• [Objectif 1]: Selon l'extrait sur le populisme présenté ci-dessous, qu'avait annoncé Trump, ce qui explique la hausse boursière à Wall Street après son élection ?

• [Document source]:
◇ ◇ ◇ ◇ ◇
Le Prolétaire voit ainsi le populisme comme une sorte de réaction rationnelle et mécanique de défense des couches petites-bourgeoises, de ses intérêts économiques particuliers, globalement compatible ou assimilable avec les intérêts du capital national. Cela l’amène à escamoter le problème, à le traiter complètement par-dessus la jambe. Le texte s’évertue même à montrer que le populisme ne pose pas le moindre problème à la bourgeoisie en utilisant comme critère un constat empirique, photographique à titre de “preuve” : ainsi, ils se réfèrent au fait que, juste après l’élection de Trump a été enregistrée une hausse record de la bourse de Wall Street (sur le même modèle, il avance comme argument-massue la réaction de la bourse de Londres après le référendum sur le Brexit pour affirmer que “les dirigeants de la bourgeoisie britannique ne pensent pas du tout que cette rupture est pour eux un grave problème”), en reprenant de façon schématique une vision erronée et dépassée du XIXème siècle, comme si les grandes orientations de la bourgeoisie se jouaient à la bourse alors que la bourse est le domaine par excellence d’une vision au jour le jour, à court terme, guidée par des intérêts de profits immédiats des capitalistes. C’est d’ailleurs pour cela que la classe dominante ne s’en remet pas à ce type d’institution mais fait dépendre son orientation des intérêts généraux de son État, de son administration, de ses “planifications”. En réalité, si l’élection de Trump a été immédiatement suivie d’une hausse boursière à Wall Street, c’est parce que ce dernier avait simplement annoncé qu’il allait réduire les impôts sur les sociétés, ce qui ne pouvait que recevoir un accueil favorable des actionnaires.
◇ ◇ ◇ ◇ ◇
• [Objectif 2]: Extrayez du listing ci-dessous, sans aucune modification, tout ce qui va de la ligne contenant « Where can the black trousers » jusqu'à la fin du listing, ces deux bornes incluses.

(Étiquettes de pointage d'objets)
◇ ◇ ◇ ◇ ◇
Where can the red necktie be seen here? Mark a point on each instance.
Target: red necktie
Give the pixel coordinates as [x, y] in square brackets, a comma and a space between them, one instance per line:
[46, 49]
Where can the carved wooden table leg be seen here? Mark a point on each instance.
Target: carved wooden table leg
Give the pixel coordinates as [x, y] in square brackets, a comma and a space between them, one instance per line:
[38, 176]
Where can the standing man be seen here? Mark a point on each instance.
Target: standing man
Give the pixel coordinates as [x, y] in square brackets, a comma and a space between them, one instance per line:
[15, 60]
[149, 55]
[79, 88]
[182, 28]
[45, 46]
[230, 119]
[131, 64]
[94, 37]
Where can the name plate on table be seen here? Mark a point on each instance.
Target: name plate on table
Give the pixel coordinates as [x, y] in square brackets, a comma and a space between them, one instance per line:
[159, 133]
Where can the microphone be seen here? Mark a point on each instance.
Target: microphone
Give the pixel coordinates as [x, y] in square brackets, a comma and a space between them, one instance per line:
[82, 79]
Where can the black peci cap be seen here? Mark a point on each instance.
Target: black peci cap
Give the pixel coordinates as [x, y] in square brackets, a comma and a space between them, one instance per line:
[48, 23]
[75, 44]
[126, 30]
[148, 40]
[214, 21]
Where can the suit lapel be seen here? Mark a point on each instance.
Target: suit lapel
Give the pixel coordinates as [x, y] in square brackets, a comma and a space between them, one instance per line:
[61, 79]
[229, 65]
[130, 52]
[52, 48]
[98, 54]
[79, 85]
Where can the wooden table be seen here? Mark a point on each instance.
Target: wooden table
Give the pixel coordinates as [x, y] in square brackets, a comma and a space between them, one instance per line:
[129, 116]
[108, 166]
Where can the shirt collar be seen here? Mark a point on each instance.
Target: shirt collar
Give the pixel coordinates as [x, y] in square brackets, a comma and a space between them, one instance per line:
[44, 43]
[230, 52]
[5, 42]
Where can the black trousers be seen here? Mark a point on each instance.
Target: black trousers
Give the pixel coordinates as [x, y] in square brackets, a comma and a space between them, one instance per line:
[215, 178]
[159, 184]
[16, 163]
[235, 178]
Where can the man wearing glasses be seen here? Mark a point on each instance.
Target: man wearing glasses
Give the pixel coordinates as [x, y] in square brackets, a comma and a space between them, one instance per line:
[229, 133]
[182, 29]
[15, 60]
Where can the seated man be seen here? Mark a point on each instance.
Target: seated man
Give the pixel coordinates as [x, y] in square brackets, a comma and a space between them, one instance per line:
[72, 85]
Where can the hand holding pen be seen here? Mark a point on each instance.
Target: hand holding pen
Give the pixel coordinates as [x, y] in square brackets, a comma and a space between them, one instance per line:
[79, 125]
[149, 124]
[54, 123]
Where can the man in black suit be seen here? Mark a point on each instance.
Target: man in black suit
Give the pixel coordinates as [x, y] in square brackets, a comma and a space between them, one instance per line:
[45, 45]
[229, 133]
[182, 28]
◇ ◇ ◇ ◇ ◇
• [Réponse correcte 1]: Il avait annoncé qu'il allait réduire les impôts sur les sociétés.

• [Réponse correcte 2]:
Where can the black trousers be seen here? Mark a point on each instance.
Target: black trousers
Give the pixel coordinates as [x, y] in square brackets, a comma and a space between them, one instance per line:
[215, 178]
[159, 184]
[16, 163]
[235, 178]
Where can the man wearing glasses be seen here? Mark a point on each instance.
Target: man wearing glasses
Give the pixel coordinates as [x, y] in square brackets, a comma and a space between them, one instance per line:
[229, 133]
[182, 29]
[15, 60]
Where can the seated man be seen here? Mark a point on each instance.
Target: seated man
Give the pixel coordinates as [x, y] in square brackets, a comma and a space between them, one instance per line:
[72, 85]
Where can the hand holding pen be seen here? Mark a point on each instance.
Target: hand holding pen
Give the pixel coordinates as [x, y] in square brackets, a comma and a space between them, one instance per line:
[79, 125]
[149, 124]
[54, 123]
Where can the man in black suit be seen here? Mark a point on each instance.
Target: man in black suit
Give the pixel coordinates as [x, y] in square brackets, a comma and a space between them, one instance per line:
[45, 45]
[229, 133]
[182, 28]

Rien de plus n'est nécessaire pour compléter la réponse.